Photo object pointing records:
--*--

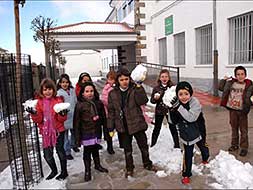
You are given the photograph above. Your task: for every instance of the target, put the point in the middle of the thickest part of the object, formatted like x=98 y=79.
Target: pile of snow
x=139 y=73
x=30 y=104
x=169 y=95
x=231 y=173
x=61 y=106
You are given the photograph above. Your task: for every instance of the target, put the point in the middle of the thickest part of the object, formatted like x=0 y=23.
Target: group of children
x=120 y=109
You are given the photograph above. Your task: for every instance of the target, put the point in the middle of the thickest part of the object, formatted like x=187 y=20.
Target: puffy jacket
x=57 y=118
x=70 y=98
x=135 y=121
x=225 y=86
x=104 y=96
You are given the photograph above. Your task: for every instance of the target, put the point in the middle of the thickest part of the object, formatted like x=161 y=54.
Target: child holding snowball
x=66 y=90
x=161 y=110
x=188 y=116
x=89 y=116
x=51 y=127
x=236 y=98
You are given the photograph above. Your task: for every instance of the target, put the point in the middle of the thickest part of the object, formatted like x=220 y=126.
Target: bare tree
x=41 y=26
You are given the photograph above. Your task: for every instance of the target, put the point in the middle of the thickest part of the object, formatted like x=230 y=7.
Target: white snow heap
x=231 y=173
x=139 y=73
x=61 y=106
x=30 y=104
x=169 y=95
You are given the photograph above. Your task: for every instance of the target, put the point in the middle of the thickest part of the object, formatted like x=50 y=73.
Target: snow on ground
x=227 y=171
x=231 y=173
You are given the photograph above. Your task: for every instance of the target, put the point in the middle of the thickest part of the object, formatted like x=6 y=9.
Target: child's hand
x=30 y=110
x=175 y=103
x=157 y=96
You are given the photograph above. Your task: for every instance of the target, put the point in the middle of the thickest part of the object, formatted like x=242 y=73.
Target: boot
x=64 y=172
x=96 y=159
x=53 y=168
x=87 y=173
x=110 y=147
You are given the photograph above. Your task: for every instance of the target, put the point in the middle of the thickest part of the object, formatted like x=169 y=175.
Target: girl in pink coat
x=51 y=127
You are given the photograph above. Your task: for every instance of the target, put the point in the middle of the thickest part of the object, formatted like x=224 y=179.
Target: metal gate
x=22 y=138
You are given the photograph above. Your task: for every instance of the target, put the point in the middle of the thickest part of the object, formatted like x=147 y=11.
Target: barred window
x=241 y=39
x=204 y=45
x=179 y=48
x=162 y=51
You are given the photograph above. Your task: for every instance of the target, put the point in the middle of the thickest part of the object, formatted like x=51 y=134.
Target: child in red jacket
x=51 y=127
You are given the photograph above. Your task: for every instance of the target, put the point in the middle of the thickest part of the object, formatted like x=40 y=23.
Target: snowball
x=169 y=94
x=61 y=106
x=139 y=73
x=30 y=104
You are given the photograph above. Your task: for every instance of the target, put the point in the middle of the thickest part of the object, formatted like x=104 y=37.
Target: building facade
x=181 y=33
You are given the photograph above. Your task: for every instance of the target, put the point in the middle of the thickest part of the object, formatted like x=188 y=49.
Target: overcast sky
x=64 y=12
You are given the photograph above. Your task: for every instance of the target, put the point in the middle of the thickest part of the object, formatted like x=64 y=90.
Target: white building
x=123 y=12
x=180 y=33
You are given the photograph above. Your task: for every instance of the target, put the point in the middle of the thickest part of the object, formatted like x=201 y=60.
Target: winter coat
x=161 y=108
x=135 y=98
x=58 y=120
x=70 y=98
x=225 y=86
x=190 y=121
x=84 y=124
x=104 y=96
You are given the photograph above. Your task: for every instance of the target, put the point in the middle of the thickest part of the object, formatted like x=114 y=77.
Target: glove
x=111 y=133
x=31 y=110
x=175 y=103
x=63 y=112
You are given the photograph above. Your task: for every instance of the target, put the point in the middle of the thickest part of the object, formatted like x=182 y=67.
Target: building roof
x=94 y=27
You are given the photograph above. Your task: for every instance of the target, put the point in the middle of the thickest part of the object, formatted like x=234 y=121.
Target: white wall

--*--

> **To do**
Give back exactly the lines from the line containing "like x=114 y=77." to the end of the entries, and no other lines.

> **Correct output**
You are given the photograph above. Your task: for every instance of the target, put the point in the middle of the thickest part of the object, formatted like x=114 y=77.
Target: glove
x=111 y=133
x=31 y=110
x=175 y=103
x=63 y=112
You are given the photograph above. Your task: for every instance of the target, put the point in the middle of the thickest part of the object, formatted like x=182 y=67.
Target: building roof
x=94 y=27
You are given the photograph above. Your task: for every instance of the target, put the point in the middle of the thickest part of the object, formatted like x=234 y=121.
Target: white wall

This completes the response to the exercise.